┌─ Input for this task
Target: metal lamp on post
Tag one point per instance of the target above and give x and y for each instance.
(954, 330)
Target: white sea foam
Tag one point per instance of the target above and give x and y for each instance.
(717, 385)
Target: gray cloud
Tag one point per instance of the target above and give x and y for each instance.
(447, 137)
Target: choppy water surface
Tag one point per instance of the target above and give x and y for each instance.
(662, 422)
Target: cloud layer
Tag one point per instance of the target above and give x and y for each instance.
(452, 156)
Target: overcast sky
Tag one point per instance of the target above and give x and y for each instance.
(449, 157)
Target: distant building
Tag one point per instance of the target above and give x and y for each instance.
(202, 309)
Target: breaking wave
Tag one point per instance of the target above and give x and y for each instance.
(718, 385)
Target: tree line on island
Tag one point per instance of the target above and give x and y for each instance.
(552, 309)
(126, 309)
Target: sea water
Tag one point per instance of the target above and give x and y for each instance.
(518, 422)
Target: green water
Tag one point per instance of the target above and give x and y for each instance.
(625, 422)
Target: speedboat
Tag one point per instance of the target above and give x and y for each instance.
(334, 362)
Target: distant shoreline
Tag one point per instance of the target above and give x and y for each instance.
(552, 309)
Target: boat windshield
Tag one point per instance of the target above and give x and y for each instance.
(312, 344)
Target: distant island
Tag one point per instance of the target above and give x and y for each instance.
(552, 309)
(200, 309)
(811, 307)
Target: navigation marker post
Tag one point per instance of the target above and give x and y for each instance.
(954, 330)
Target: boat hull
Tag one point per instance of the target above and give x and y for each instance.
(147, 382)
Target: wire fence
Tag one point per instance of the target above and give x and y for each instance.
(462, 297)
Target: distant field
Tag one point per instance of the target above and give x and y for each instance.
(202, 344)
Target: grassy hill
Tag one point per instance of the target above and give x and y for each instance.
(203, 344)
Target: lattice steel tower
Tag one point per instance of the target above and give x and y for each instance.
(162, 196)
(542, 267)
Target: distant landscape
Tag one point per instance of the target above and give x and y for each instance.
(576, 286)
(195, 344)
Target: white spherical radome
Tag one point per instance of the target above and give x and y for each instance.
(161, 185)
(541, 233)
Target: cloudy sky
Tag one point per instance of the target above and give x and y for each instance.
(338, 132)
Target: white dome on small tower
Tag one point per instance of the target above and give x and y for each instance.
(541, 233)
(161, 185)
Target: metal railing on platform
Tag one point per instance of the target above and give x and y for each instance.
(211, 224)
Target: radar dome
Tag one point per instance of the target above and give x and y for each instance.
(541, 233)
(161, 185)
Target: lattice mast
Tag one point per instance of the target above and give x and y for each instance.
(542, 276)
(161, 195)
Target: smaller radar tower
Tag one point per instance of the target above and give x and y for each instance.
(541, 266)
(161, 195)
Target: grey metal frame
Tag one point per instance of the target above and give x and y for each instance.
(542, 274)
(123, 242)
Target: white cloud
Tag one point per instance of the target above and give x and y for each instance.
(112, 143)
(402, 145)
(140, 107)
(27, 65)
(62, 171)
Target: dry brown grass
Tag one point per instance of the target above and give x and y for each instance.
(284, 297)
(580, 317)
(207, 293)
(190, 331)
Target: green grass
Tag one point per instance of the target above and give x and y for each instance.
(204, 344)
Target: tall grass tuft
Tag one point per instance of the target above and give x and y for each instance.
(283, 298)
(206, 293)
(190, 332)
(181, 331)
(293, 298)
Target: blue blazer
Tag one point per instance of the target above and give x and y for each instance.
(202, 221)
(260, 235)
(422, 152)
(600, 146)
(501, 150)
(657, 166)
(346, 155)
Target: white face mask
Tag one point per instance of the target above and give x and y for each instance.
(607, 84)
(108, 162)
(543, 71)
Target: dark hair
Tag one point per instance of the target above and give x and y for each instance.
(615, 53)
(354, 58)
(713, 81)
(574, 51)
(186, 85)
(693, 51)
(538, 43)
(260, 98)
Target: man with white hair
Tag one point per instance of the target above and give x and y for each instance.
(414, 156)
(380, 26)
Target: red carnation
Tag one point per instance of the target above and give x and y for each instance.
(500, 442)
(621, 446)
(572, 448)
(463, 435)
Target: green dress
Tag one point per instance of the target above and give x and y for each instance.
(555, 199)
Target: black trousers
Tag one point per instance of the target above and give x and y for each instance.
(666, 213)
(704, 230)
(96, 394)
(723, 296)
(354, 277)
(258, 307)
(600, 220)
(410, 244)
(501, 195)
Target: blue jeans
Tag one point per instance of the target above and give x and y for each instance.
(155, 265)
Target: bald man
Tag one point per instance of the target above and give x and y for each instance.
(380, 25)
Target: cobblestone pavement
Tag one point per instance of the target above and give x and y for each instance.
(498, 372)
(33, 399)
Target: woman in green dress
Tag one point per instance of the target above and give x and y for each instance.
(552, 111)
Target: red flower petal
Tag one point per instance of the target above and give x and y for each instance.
└─
Exercise: Starting with the line that contains "Target: dark hair", output every line through the end of the listing above, unchanged.

Result of the task:
Target: dark hair
Tag one point per instance of the target above and give x and y for each instance.
(615, 53)
(354, 58)
(713, 81)
(574, 51)
(186, 85)
(693, 51)
(538, 43)
(260, 98)
Target: man with white hair
Tag one point per instance of the target above and give x and y for each instance.
(414, 156)
(380, 26)
Target: red carnation
Tag one point per instance of the target above and give x and y for each instance.
(500, 442)
(621, 446)
(572, 448)
(463, 435)
Target: green dress
Tag one point per instance of the target above and give x and y for each instance.
(555, 199)
Target: black trousers
Tag one point per instance of the target above and give x and y for each instance.
(666, 213)
(704, 230)
(96, 394)
(723, 296)
(354, 277)
(258, 307)
(600, 220)
(410, 244)
(501, 195)
Target: blue jeans
Tag one point per instance of the target above and give x and y for each instance.
(155, 265)
Target: bald man
Tag one point per instance of the target above and give x and y for each instance.
(380, 25)
Target: cobblestone pavement
Tag one point per instance of the target above and give x and y for each instance.
(498, 372)
(33, 399)
Target: woman in green dress
Tag one point per instance of the target above and give x and y for each instance.
(552, 111)
Target: red flower petal
Tag one point per instance of the target above and give x and y for each instance.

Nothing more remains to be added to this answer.